The first Intel 64-bit processors for mobile devices were created in the 3
rd
quarter of 2013 and were the new powerful multicore System on a Chip
(SoC) for mobile and desktop devices. This new SoC family consists of
Intel® Atom
TM processors for tablets and 2 in 1 devices, Intel® Celeron
® processors, and Intel® Pentium
® processors for 2 in 1 devices, laptops, desktop PCs and All in One PCs.
In October 2014, Google released a preview emulator image of the
64-bit Android L for developers. This allowed them to test their
programs and rewrite code, if necessary, before the OS is released. In a
Google+ blog
developers indicated that programs entirely created with Java* do not
require porting. They ran them “as is” in the L- version of the
emulator, which supports 64-bit architecture. Those using other
languages, especially C and C++, will have to perform some steps to
build against the new Android NDK. Several older versions of
Android-based devices with 64-bit processors are on the market. However,
manufacturers may have to update them rather quickly; otherwise, there
will be a lack of software apps for users.
Android 64-bit L emulator
In June 2014, Google announced that Android would support 64-bit in
the coming L release. This is great news for those who want the most
performance possible out of their devices and apps. The list of benefits
highlighted by Google in this update include a larger number of
registers, increased addressable memory space, and new instruction sets.
The Android emulator supports many hardware features likely to be found on mobile devices, including:
- An ARM* v5 CPU and the corresponding memory-management unit (MMU)
- A 16-bit LCD display
- One or more keyboards (a Qwerty-based keyboard and associated Dpad/Phone buttons)
- A sound chip with output and input capabilities
- Flash memory partitions (emulated through disk image files on the development machine)

▶ **Problems to work on**:
(1) Answer these from the passage on 64-bit Android:
(a) In what month and year did Google release a preview emulator image of the 64-bit Android L?
(b) What programs, per the Google+ blog, do not require porting?
(c) What kind of LCD display does the Android emulator support?
(2) Please write out the passage on 64-bit Android word for word between "Android 64-bit L" and "the development machine)", inclusive.

[Excerpts of labeled region data]
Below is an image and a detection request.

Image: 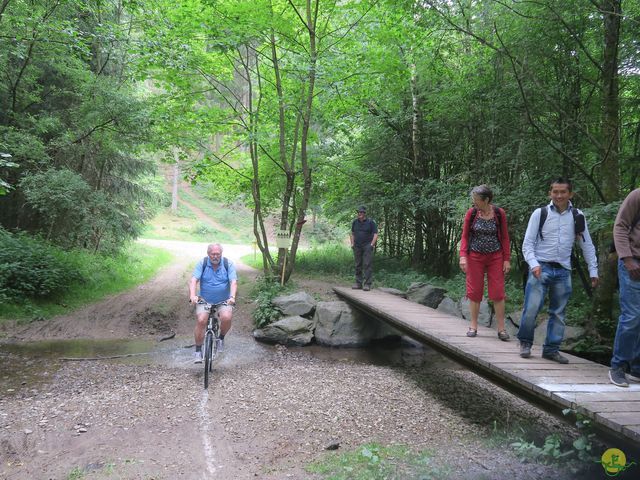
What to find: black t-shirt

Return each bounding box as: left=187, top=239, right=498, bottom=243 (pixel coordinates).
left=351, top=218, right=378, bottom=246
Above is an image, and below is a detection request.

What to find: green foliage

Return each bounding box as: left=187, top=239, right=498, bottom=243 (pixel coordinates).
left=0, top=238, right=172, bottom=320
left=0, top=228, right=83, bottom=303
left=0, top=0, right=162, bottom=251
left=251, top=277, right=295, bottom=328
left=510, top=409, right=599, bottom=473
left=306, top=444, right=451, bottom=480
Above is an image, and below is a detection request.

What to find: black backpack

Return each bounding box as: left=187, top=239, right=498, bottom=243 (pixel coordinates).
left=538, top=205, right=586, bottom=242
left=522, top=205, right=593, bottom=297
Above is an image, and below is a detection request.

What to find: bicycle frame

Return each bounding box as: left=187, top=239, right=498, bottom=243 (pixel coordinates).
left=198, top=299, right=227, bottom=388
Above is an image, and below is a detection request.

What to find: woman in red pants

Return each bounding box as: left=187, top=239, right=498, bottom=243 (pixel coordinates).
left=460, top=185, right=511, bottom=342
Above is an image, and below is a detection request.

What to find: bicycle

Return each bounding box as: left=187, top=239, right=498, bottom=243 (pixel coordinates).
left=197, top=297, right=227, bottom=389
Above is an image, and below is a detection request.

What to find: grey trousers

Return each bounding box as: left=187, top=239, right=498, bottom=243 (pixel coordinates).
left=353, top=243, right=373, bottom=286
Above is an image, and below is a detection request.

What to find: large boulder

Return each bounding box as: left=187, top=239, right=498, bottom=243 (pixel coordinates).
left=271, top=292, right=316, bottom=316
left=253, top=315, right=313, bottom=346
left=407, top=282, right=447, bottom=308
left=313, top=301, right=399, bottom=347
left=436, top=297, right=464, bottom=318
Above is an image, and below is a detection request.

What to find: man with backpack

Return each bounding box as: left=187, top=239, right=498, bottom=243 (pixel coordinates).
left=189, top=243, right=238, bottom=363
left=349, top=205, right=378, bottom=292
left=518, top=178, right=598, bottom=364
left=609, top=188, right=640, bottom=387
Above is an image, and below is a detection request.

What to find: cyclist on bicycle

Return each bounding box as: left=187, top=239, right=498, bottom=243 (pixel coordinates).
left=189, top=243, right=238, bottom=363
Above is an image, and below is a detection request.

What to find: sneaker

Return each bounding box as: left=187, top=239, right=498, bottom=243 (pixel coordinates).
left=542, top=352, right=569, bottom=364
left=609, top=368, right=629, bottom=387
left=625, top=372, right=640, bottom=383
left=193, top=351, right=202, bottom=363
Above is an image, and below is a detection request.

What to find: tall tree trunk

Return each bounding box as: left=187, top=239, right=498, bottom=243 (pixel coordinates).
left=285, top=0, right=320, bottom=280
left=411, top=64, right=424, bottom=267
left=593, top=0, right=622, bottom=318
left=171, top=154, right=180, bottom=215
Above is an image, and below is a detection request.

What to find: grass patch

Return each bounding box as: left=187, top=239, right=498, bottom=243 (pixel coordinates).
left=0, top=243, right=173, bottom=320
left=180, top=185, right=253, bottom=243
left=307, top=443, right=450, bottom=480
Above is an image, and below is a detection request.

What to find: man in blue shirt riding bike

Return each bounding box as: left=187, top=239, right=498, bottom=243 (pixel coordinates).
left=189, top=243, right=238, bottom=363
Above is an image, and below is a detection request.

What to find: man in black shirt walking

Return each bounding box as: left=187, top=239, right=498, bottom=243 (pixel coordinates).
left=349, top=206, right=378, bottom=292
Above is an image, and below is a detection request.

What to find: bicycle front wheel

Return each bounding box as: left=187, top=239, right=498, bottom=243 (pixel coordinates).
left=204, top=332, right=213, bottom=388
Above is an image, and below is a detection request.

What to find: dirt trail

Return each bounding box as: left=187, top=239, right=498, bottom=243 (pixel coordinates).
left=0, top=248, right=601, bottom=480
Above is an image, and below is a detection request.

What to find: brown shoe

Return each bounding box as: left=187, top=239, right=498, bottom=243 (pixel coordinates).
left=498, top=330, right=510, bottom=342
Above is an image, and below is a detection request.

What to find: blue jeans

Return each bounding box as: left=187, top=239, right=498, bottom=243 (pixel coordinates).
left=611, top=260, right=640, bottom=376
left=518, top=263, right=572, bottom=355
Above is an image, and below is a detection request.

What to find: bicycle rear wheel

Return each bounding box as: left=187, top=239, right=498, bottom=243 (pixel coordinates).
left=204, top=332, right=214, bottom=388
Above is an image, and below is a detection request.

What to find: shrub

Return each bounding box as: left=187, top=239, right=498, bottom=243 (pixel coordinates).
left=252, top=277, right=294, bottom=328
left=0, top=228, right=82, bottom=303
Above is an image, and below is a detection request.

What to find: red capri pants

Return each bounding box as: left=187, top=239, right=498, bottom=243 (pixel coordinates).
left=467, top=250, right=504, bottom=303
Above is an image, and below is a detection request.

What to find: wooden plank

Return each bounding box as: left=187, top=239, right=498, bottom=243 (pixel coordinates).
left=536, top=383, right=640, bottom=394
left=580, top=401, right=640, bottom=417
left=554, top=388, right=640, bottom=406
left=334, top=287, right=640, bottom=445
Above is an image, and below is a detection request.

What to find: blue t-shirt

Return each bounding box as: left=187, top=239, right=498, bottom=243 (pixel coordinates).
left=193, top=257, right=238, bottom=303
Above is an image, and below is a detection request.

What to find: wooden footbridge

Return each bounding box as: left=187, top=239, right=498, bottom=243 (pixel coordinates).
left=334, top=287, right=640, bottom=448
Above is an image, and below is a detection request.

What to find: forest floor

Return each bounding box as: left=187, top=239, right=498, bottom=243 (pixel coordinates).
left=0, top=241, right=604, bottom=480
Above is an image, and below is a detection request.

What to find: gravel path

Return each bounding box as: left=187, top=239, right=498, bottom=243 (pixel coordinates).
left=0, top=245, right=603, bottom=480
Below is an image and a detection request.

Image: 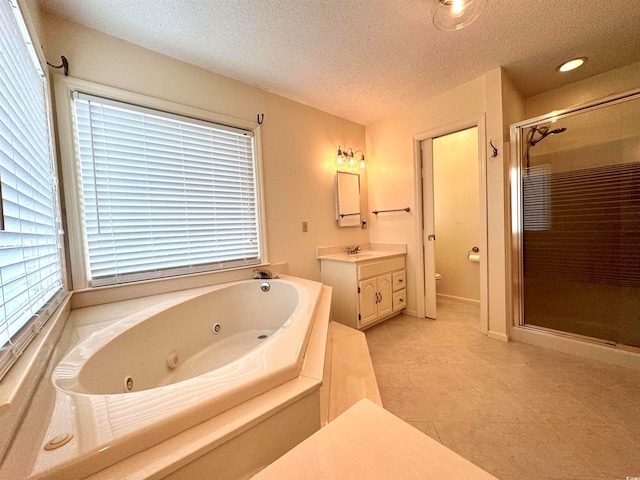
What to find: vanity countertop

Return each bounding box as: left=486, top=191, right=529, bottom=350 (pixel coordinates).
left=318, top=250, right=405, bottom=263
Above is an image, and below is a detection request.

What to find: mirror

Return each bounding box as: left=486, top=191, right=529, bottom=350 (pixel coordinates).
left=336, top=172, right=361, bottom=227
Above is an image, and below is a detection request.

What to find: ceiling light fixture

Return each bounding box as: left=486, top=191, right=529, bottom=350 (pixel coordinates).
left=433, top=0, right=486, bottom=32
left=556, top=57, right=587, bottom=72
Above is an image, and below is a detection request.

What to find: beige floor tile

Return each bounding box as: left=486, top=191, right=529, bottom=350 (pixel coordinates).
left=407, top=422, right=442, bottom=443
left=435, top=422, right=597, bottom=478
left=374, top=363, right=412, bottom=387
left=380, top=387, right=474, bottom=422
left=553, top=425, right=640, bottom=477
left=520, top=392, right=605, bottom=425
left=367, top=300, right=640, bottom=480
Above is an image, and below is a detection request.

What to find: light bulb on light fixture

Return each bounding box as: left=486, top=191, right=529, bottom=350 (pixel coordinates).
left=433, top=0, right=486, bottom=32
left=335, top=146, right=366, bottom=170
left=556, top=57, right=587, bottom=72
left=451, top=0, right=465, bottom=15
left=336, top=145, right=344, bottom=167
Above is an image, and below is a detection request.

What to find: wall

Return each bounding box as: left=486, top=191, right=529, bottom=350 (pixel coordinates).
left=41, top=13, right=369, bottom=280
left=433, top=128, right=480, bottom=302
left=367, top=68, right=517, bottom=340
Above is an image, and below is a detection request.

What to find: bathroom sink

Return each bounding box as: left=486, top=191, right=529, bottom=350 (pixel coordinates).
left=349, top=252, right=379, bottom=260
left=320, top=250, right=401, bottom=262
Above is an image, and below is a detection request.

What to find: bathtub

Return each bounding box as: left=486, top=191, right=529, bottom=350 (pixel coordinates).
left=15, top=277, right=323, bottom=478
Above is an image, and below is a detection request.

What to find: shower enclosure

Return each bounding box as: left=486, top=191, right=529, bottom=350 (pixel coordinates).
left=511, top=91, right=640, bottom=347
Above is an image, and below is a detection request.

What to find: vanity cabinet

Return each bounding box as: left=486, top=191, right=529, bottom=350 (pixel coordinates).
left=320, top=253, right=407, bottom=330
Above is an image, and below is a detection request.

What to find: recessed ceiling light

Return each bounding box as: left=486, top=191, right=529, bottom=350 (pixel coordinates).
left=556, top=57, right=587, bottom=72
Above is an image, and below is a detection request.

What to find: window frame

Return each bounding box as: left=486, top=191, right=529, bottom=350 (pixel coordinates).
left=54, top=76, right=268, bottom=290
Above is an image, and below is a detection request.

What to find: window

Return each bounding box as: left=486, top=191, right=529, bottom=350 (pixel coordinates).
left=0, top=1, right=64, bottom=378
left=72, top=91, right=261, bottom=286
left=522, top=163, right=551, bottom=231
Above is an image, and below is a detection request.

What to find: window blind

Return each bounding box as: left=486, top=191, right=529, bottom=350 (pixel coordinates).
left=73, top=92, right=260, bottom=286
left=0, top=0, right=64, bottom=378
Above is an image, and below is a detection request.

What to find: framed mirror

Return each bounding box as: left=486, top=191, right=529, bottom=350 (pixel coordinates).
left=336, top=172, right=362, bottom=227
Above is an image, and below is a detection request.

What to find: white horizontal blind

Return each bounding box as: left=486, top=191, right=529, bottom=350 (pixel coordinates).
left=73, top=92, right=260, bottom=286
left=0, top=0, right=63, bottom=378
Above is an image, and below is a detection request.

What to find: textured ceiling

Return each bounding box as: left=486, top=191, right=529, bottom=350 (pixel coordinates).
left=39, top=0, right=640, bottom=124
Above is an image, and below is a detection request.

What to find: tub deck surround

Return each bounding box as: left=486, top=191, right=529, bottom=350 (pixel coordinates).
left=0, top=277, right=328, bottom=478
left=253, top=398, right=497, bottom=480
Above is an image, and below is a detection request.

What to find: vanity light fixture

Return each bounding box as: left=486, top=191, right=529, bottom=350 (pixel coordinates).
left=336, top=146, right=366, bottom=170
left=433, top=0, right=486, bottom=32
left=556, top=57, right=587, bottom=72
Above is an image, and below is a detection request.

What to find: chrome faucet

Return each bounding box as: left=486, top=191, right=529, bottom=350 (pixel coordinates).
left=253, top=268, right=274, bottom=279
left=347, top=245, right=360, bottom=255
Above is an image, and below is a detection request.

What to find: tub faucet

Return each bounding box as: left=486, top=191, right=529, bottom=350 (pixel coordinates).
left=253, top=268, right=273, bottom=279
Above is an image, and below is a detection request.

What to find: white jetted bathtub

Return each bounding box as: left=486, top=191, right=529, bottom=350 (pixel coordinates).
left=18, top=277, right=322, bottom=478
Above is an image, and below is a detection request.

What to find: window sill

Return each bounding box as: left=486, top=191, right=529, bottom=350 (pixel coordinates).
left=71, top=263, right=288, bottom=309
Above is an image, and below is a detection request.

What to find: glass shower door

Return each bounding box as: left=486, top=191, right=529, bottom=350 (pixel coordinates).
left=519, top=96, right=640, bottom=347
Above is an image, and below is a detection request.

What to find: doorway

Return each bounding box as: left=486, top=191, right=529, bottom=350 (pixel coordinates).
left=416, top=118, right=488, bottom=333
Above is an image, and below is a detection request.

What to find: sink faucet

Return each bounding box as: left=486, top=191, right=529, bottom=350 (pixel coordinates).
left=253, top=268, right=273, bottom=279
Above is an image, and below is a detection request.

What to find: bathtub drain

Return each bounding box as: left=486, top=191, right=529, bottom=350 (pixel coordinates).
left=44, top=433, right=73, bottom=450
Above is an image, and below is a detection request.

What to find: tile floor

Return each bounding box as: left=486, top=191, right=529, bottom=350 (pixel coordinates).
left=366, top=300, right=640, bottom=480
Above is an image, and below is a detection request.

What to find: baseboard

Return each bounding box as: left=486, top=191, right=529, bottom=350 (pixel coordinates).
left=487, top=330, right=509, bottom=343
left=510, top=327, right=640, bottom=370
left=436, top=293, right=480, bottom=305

▶ **Outputs in order**:
(1)
(a) October 2014
(b) Programs entirely created with Java
(c) A 16-bit LCD display

(2)
Android 64-bit L emulator
In June 2014, Google announced that Android would support 64-bit in
the coming L release. This is great news for those who want the most
performance possible out of their devices and apps. The list of benefits
highlighted by Google in this update include a larger number of
registers, increased addressable memory space, and new instruction sets.
The Android emulator supports many hardware features likely to be found on mobile devices, including:
- An ARM* v5 CPU and the corresponding memory-management unit (MMU)
- A 16-bit LCD display
- One or more keyboards (a Qwerty-based keyboard and associated Dpad/Phone buttons)
- A sound chip with output and input capabilities
- Flash memory partitions (emulated through disk image files on the development machine)